- **PROBLEM**
The whole listing is to be restated, character for character.

- **DATA SUPPLIED**

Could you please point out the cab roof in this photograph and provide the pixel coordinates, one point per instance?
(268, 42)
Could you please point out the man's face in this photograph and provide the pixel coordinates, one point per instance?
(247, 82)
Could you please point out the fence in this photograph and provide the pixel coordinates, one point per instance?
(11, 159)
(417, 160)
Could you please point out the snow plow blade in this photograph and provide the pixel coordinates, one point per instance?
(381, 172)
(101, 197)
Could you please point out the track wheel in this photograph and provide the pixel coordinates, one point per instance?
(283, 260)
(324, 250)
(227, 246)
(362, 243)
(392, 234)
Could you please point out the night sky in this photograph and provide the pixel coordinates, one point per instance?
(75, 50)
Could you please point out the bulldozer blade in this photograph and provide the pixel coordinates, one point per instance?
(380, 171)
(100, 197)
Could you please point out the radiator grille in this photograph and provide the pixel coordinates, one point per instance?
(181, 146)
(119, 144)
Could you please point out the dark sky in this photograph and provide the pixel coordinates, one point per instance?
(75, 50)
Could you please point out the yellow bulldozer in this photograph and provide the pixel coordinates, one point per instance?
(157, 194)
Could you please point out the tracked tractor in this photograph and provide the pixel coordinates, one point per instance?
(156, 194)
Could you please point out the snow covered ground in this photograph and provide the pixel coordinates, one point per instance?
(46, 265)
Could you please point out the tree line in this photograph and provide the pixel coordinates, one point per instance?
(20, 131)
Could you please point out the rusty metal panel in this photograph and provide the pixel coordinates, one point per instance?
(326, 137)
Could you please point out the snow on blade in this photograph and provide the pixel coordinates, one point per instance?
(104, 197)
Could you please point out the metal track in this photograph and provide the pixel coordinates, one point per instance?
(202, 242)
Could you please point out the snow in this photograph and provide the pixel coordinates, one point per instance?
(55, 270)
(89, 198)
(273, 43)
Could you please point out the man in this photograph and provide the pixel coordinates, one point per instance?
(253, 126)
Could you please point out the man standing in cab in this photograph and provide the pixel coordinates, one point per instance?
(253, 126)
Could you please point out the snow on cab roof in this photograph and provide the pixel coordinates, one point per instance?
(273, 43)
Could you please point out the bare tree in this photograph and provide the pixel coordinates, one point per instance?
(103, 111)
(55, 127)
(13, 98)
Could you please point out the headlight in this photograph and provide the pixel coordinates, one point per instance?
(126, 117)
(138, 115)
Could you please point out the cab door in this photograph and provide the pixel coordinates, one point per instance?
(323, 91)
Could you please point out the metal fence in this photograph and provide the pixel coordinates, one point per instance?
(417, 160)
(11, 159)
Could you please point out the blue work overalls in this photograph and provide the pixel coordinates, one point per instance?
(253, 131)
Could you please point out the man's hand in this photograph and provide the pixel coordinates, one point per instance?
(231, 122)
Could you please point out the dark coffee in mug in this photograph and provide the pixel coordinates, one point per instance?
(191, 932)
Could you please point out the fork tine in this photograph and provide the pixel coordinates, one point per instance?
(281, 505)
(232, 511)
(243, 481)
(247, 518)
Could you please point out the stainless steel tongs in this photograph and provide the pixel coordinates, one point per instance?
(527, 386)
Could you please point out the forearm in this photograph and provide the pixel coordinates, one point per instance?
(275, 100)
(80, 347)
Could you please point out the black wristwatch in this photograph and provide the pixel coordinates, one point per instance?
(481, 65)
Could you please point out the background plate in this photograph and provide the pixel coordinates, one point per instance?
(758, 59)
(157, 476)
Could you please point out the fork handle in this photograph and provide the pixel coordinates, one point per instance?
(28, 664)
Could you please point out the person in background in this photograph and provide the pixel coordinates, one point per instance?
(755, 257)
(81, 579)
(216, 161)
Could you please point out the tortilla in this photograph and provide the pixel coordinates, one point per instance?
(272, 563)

- **ANSWER TO THE EXERCISE**
Could you please point out the cab roof in this photograph and provide the pixel coordinates, one point per instance?
(268, 42)
Could you please point out the man's face in this photograph and provide the pixel coordinates, one point per instance?
(247, 82)
Could you please point out the fence in this photograph and provide the pixel coordinates, one point per instance?
(11, 159)
(417, 160)
Could you please point out the snow plow blade in this photograph and provide the pixel coordinates, one point per instance?
(381, 172)
(101, 197)
Could you please point out the track wheel in this photograph and provide the pixel coordinates, one point per instance?
(283, 260)
(324, 250)
(227, 246)
(362, 243)
(392, 234)
Could you please point out the night sky in this photograph and provide the pixel coordinates, one point per instance?
(75, 50)
Could you please point out the bulldozer blade in this photograph and provide the pixel coordinates, one point per instance?
(380, 171)
(100, 197)
Could you please point out the radiator grille in this photograph and provide the pixel coordinates, one point per instance?
(181, 146)
(119, 144)
Could you please point out the dark sky in this photograph and provide the pixel coordinates, one point per instance?
(75, 50)
Could you please point out the yellow bulldozer in this photograph and provide the pixel coordinates, one point per instance?
(157, 194)
Could you please point out the tracked tractor in this photograph and provide the pixel coordinates, one point per instance?
(156, 194)
Could you please point out the snow covered ground in this photograph and provide the pixel coordinates, one point per instance?
(46, 265)
Could you please point out the tree line in this photograph and provide the pixel coordinates, one point per instance?
(20, 131)
Could you please point out the rusty metal panel in this photograph and provide the pixel coordinates, one point per instance?
(326, 137)
Could you please point out the snow on blade in this photograph and provide the pixel coordinates, one point per instance?
(104, 197)
Could you please point out the metal track in this photograph and provide the pixel coordinates, one point per instance?
(202, 242)
Could you please point out the snow in this photograph and provide the pixel coordinates, one point per instance?
(55, 270)
(89, 198)
(273, 43)
Could you please point out the man in this photograph and provide the pixel coordinates, one point per instance?
(253, 126)
Could you please point out the man standing in cab in this photograph and provide the pixel coordinates, one point per instance?
(253, 126)
Could you please point out the snow on cab roof in this photograph and provide the pixel coordinates, one point per instance?
(273, 43)
Could you please point out the bare tree in this photograph and provide the pixel coordinates, one point per instance?
(103, 111)
(55, 127)
(13, 98)
Could you please point out the headlight in this photograph and provide the pixel coordinates, one point per instance?
(126, 117)
(138, 115)
Could you please point out the cab door in this photograph and provide the pixel coordinates, one point per instance?
(323, 91)
Could you please point out the metal fence in this photograph and provide the pixel coordinates, one point per instance?
(417, 160)
(11, 159)
Could you please point out the blue work overalls in this photograph and provide the pixel coordinates, one point per instance?
(253, 131)
Could you please point out the man's hand in this photograph and provide the pixel coordinates, one point per instance?
(231, 122)
Could you please point out the dark coffee in mug in this photograph and provide the pixel coordinates, one point per instance?
(191, 932)
Could you please point out the fork tine in this photograph and provide the pixel coordinates, one point per instance?
(281, 505)
(232, 511)
(243, 481)
(247, 518)
Could you please point out the stainless steel tongs in this photograph and provide the pixel coordinates, one point per instance?
(527, 386)
Could you please point out the forearm in this photograph and provide the pixel coordinates, one point per instance?
(275, 100)
(80, 347)
Could you please point out the black wristwatch in this photograph and provide the pixel coordinates, one point per instance?
(481, 65)
Could you please point out the background plate in this photograph and provide the pixel coordinates, one point per instance?
(758, 59)
(157, 476)
Could you please point out the fork handle in this photograph and provide the pixel coordinates, one point per instance?
(28, 664)
Could you please point out the person in background in this photograph and provide the pixel coordinates, one point per instance?
(755, 257)
(81, 579)
(216, 161)
Could you please point out the tortilla in this photograph and provide the pixel coordinates, one point per instance?
(272, 563)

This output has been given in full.